» Given instruction: Continue the text on the stretch reflex in skiing, starting right after its final sentence.

Never heard of the Stretch Reflex (SR)? You’re probably not alone. Even though the SR was the central focus of the research I did in 1991 with the Birdcage, I have yet to encounter anyone in skiing who knows what it is, let alone how it can function to assist skier balance by maintaining the major joint angles associated with a strong stance. The SR is what enables the world’s best skiers to ski with precision and with a fraction of the effort of lesser skiers.
After Nancy Greene Raine began supporting my work in 1978 and I started to work with world class racers and coaches I began to hear the comment that skiers like the legendary Toni Sailor or Nancy Green Raine ‘knew how to stand on their skis’. This implied that the reason other skiers could not ski like the Toni Sailors and Nancy Green Raines of the world was that they didn’t know how to stand on their skis. I found this puzzling. If it were that simple (it wasn’t and still isn’t), why hadn’t someone figured out how Sailor and Raine stood on their skis and started teaching the rest of the skiers how to stand the same way?

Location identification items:
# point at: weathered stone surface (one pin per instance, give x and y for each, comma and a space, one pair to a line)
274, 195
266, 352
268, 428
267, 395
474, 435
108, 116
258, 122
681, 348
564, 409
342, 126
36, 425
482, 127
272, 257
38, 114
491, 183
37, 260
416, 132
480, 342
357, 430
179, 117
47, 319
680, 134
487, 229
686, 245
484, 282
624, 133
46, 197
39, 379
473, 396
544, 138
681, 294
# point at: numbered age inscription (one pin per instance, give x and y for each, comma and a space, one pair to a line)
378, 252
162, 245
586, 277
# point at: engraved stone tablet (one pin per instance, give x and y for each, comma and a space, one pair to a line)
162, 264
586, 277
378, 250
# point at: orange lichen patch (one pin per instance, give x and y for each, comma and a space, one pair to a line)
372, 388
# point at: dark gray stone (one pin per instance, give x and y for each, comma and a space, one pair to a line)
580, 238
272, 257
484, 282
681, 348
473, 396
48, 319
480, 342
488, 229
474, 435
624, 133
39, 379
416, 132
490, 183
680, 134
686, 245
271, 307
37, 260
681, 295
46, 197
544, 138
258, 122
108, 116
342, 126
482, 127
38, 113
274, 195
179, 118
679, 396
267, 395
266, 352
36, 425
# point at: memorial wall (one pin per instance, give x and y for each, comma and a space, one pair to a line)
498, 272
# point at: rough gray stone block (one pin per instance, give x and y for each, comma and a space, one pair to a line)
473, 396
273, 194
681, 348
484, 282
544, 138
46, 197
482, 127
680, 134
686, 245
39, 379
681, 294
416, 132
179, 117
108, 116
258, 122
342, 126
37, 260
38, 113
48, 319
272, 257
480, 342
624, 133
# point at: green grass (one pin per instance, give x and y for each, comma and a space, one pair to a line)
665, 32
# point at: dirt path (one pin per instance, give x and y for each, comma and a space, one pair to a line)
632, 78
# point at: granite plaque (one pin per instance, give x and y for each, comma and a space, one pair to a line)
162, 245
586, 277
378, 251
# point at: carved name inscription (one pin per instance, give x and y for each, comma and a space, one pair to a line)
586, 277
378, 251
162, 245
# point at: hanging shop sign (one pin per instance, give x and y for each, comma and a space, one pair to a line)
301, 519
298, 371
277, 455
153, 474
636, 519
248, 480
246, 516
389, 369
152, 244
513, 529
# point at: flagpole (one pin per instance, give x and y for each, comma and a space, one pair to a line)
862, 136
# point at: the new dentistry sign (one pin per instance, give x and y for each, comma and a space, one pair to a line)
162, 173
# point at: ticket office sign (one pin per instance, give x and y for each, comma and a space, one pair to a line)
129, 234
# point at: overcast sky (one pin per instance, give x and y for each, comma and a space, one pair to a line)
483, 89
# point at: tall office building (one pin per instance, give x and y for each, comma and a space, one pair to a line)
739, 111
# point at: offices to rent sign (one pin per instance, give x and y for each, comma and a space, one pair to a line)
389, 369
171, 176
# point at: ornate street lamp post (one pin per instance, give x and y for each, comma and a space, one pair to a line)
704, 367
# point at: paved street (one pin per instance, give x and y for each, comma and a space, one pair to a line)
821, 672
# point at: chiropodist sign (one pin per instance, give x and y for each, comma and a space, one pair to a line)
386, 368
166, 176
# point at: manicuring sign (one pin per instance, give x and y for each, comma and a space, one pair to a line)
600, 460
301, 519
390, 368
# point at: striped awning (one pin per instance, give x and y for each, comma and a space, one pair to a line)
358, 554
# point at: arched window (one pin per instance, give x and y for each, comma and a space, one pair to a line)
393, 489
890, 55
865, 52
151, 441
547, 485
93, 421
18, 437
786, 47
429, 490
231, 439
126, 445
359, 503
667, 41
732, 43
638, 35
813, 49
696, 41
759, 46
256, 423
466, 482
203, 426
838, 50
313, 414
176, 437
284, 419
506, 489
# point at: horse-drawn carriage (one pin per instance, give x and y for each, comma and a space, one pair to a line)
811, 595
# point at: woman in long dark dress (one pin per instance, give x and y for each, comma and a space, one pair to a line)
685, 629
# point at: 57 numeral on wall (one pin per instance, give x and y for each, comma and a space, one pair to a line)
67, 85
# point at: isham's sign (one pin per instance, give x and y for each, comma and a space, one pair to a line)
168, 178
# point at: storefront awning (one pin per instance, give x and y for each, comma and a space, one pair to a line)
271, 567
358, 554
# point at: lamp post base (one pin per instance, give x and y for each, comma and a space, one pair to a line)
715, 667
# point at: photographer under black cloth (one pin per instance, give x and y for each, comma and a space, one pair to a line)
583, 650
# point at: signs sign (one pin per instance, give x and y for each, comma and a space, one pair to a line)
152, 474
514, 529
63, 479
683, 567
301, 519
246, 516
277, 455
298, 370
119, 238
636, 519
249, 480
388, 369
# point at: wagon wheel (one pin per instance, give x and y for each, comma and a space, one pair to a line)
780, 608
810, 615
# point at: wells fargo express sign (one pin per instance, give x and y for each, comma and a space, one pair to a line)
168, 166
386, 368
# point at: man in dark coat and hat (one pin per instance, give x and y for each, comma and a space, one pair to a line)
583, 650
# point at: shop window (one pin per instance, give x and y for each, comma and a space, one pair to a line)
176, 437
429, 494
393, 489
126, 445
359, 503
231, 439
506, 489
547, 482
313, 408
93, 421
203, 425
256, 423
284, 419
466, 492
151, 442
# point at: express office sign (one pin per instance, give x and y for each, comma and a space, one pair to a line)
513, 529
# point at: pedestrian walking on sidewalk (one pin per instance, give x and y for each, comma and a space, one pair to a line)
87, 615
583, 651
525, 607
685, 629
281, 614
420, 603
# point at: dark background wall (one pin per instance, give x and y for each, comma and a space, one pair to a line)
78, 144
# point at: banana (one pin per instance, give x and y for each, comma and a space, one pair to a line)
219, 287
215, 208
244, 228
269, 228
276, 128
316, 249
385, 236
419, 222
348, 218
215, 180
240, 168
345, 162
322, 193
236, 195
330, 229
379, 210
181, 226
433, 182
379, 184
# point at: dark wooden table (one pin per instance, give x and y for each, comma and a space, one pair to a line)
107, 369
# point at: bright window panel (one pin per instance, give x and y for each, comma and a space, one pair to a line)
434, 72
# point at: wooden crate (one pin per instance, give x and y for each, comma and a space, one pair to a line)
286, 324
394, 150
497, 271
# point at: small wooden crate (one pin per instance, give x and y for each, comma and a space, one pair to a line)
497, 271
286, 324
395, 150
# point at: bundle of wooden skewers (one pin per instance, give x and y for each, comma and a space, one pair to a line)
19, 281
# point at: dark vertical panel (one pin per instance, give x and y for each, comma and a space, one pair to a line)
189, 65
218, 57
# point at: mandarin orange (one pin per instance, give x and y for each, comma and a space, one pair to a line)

» Output for this task:
It was also about 1978 that the story began to take root within the ranks of the ski industry that ‘the foot functions best in skiing when it’s joints are completely immobilized in the ski boot’. The holy grail of skiing, a perfect fit of the ski boot that precisely mirrors the shape of a skier’s foot, emerged soon after. In this paradigm, if tight was good, tighter was better.
Aside from the obvious contradiction (the foot functions best when it is rendered dysfunctional?), it was a good story. On the surface, it made sense to most skiers, myself included, right up until I watched Nancy Green Raine undo all the buckles on her boots and ski better than any other skier on the hill. In observing and speaking with numerous elite skiers, a consistent pattern began to emerge; they all skied with their boots relatively loose compared to the boots of the average skier or racer; a stark contradiction to the ‘tighter is better’ story. A tight fit/loose fit paradox existed. This caused me to start to question the official position on boot fit.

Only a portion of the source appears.